- [Problem requirements]:
Below are some entries. Count how many of their lines include "ceiling", then give that number only.

- [Available data]:

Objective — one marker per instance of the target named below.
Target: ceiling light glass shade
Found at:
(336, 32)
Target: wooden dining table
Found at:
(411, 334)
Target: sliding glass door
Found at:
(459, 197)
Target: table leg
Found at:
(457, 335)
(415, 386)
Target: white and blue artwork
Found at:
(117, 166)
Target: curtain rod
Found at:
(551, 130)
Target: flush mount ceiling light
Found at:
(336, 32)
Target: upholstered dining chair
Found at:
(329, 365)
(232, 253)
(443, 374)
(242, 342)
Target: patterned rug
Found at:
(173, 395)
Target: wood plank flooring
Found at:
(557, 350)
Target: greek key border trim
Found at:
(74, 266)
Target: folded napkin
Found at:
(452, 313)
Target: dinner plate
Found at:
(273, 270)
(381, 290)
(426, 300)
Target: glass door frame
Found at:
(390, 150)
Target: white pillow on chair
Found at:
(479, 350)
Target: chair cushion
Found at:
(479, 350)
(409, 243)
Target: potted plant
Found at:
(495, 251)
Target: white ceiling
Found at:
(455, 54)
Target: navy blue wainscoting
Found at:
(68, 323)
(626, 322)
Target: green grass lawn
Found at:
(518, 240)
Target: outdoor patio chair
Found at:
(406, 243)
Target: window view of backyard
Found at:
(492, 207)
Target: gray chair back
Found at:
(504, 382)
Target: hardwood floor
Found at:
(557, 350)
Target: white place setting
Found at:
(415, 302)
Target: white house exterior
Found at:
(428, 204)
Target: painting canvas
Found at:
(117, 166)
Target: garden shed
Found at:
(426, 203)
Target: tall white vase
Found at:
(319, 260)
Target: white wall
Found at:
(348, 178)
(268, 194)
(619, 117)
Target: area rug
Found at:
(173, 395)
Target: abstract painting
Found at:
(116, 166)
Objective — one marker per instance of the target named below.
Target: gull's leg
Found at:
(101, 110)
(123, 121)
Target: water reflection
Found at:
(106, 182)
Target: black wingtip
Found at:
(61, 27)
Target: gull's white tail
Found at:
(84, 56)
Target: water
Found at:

- [Answer to this task]:
3